EXTRACTO DEL TEXTO:
☆ ☆ ☆ ☆ ☆ ☆ ☆

Algunas veces podemos pensar que somos nosotros los que amamos a Dios, es cierto, que reconociendo sus grandezas y su poder, pero san Juan nos viene a decir algo muy importante: el amor primero es el de Dios, la iniciativa la toma Dios. ‘En esto consiste el amor: no en que nosotros hayamos amado a Dios, sino en que El nos amó y nos envió a su Hijo como víctima de propiciación por nuestros pecados’. Es lo que tenemos que empezar a reconocer, el amor de Dios en nuestra vida.
¿Por qué nos ama Dios? Simplemente tenemos que decir, por puro amor suyo, no por nuestros merecimientos. Como nos dirá el apóstol en otro lugar de la Escritura ‘el amor de Dios consiste, en que siendo nosotros pecadores, El dio su vida por nosotros’. ¿Queremos mayor maravilla que nos manifiesta cómo Dios está enamorado de nosotros? Somos su criatura preferida.
Pero el amor ha de ser correspondido; es cuando nosotros hemos de dar nuestra respuesta de amor; y ahora, sí, que tenemos que decir que cuando contemplamos tales maravillas de amor de Dios por nosotros hemos de enamorarnos nosotros de Dios. No lo hacemos desde el temor, sino desde una respuesta de amor; pero una respuesta de fe y de amor que va a repercutir de manera maravillosa en nuestra vida.

☆ ☆ ☆ ☆ ☆ ☆ ☆

INSTRUCCIONES DE TRABAJO:
(1) En el texto sobre el amor de Dios, ¿por qué motivo se afirma que Dios nos ama?
(2) Prosigue, por favor, el texto sobre el amor de Dios a partir de su última oración.
Las filas proceden de otra fuente.

DATOS MOSTRADOS:
☆ ☆ ☆ ☆ ☆ ☆ ☆

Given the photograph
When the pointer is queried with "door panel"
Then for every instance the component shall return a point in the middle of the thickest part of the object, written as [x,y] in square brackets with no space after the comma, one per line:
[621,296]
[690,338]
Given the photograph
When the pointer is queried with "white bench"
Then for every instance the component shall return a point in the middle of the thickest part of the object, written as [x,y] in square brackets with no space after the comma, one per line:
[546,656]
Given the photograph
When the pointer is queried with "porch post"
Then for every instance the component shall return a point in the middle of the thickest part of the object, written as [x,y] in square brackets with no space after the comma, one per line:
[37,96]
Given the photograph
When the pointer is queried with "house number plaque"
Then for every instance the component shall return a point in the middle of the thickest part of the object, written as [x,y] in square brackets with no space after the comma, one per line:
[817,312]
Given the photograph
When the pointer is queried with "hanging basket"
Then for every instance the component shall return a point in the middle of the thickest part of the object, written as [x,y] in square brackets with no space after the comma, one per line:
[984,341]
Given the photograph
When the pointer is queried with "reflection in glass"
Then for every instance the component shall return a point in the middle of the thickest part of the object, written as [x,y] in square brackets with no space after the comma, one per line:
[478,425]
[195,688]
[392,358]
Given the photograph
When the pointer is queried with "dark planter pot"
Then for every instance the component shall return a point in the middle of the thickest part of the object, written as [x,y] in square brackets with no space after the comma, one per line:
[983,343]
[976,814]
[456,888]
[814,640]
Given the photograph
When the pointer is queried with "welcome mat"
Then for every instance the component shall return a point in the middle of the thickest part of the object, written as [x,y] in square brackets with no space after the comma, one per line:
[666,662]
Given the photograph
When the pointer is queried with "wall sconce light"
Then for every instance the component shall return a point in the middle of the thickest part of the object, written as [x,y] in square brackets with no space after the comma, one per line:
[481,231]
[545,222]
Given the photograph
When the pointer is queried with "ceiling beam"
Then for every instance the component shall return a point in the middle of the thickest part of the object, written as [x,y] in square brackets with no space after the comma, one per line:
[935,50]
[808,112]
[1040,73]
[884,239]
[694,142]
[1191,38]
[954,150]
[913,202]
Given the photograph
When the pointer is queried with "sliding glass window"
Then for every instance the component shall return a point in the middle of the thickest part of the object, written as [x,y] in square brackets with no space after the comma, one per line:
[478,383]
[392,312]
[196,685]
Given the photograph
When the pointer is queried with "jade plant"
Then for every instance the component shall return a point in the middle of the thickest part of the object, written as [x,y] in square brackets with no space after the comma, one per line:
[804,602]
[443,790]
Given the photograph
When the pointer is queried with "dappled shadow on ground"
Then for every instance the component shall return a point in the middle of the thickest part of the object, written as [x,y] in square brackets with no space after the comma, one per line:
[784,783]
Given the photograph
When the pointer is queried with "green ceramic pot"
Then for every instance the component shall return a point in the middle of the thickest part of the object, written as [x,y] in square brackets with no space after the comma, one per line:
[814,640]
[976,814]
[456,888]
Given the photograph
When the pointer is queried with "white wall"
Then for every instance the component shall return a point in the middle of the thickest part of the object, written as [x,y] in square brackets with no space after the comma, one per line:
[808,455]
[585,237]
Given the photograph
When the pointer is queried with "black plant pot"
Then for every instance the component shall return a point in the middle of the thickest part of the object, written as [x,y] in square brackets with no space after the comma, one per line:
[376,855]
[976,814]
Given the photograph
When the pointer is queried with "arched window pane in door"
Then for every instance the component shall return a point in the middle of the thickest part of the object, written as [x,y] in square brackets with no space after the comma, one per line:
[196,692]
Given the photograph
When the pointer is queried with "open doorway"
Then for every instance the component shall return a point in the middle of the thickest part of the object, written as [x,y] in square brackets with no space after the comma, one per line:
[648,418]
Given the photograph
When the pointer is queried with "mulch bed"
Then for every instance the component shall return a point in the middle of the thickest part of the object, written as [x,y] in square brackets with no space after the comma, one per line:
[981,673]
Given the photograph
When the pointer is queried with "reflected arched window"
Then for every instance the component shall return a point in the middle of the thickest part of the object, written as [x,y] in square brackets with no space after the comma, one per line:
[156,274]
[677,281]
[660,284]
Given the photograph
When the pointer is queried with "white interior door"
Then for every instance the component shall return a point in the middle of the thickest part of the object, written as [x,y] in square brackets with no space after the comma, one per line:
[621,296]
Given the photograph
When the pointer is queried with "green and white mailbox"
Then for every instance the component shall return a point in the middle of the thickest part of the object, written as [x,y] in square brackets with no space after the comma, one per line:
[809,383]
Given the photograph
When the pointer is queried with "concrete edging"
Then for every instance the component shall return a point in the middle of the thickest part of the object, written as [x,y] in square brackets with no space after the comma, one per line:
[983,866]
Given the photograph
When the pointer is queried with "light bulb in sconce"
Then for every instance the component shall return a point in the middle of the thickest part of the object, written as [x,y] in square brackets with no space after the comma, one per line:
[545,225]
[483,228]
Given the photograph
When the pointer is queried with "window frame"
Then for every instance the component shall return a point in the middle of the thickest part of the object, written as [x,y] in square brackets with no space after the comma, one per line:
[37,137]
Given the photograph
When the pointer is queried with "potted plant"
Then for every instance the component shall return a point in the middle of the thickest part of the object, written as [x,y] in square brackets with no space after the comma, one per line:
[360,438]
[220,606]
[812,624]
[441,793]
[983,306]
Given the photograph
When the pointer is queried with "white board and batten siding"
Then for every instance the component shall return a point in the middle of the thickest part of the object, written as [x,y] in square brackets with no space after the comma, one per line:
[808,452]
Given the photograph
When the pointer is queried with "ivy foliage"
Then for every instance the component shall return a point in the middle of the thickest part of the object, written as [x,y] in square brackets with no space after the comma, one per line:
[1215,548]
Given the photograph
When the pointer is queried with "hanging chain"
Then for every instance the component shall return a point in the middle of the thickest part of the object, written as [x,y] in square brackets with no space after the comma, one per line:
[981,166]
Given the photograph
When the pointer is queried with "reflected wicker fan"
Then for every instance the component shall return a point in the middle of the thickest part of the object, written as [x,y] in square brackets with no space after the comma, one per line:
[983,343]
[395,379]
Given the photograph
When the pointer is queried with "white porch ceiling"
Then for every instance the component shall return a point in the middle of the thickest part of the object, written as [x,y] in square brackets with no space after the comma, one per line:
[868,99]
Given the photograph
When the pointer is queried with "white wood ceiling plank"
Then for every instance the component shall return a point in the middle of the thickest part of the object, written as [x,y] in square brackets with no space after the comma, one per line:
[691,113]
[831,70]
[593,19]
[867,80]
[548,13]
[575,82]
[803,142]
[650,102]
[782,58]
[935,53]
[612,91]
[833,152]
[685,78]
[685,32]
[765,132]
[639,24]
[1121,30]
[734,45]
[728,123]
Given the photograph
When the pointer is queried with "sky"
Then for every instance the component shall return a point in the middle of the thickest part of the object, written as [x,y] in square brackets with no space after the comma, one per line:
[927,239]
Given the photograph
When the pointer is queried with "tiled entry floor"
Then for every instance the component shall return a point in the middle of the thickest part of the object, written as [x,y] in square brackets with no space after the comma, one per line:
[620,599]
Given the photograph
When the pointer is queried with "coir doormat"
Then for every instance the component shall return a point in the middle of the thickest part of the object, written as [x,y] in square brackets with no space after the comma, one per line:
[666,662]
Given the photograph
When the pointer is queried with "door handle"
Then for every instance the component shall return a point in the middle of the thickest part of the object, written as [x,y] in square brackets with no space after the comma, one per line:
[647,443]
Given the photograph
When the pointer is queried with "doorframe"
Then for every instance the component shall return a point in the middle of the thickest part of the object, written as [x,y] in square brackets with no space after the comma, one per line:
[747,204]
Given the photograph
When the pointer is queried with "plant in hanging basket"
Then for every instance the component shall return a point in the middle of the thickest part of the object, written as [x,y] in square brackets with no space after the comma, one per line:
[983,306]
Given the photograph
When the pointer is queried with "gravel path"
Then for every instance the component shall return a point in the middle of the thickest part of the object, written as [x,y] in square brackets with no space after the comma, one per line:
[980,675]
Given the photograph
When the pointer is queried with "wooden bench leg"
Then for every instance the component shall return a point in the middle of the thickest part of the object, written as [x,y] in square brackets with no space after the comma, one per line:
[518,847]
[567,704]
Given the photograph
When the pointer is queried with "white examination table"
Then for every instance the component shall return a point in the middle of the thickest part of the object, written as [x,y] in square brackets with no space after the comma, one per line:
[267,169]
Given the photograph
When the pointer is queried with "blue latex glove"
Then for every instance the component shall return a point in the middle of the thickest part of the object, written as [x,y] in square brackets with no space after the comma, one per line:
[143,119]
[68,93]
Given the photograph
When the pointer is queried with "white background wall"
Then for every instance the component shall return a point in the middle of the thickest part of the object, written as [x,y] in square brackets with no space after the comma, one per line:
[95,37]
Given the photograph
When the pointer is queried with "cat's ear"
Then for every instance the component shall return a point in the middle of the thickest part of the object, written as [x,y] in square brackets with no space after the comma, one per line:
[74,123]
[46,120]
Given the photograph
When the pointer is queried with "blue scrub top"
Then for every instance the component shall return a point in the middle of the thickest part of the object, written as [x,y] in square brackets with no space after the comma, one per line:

☆ ☆ ☆ ☆ ☆ ☆ ☆

SOLUCIONES:
(1) Por puro amor suyo, no por nuestros merecimientos.

(2)
¿Cuál es esa repercusión? Que por ese amor Dios quiere habitar en nosotros, permanecer para siempre en nuestro corazón y en nuestra vida. No tenemos que hacer otra cosa que abrir las puertas de nuestra fe y de nuestro amor.  Como nos dice hoy san Juan ‘si nos amamos los unos a los otros, Dios permanece en nosotros y su amor ha llegado en nosotros a su plenitud…’  Y volverá a decirnos más adelante ‘quien confiese que Jesús es el Hijo de Dios, Dios permanece en él, y él en Dios’. Maravilloso, ‘Dios permanece en nosotros, nosotros en Dios’.
El amor siempre lleva a la unión más profunda entre aquellos que se aman. Profunda e intima unión de amor, podemos decir ahora, entre Dios y su criatura, entre el Padre que nos ama y el hijo que le responde con fe y amor. Termina diciéndonos: ‘Dios es amor,  y quien permanece en el amor, permanece en Dios, y Dios en él’. Es el arrobamiento más pleno por el amor porque es la locura de amor de Dios por nosotros, que ha de corresponderse, entonces, en una locura de amor por nuestra parte hacia Dios. 
De aquí podemos sacar ya todas las conclusiones en esta fiesta tan bonita del Corazón de Jesús. Dios nos manifiesta así su ternura y su amor por nosotros. ‘Te colma de gracia y de ternura’, como decíamos en el salmo, porque ‘el Señor siempre es compasivo y misericordioso’. Por eso nos invita a que vayamos con confianza hasta El porque no vamos a encontrar otra cosa que amor. Es el descanso de nuestra vida, el alivio en nuestros sufrimientos y tormentos, la dicha y la paz para nuestros agobios, la brisa fresca que nos suaviza en nuestras sequedades interiores, la salud y la vida para nuestro dolor y para tanta muerte como se nos mete en el corazón, el perdón para nuestros pecados, la gracia que nos fortalece, la luz que nos ilumina, la verdad que dará el sentido último a nuestra vida. ‘Venid a mi todos los que estáis cansados y agobiados, y yo os aliviaré’, nos dice.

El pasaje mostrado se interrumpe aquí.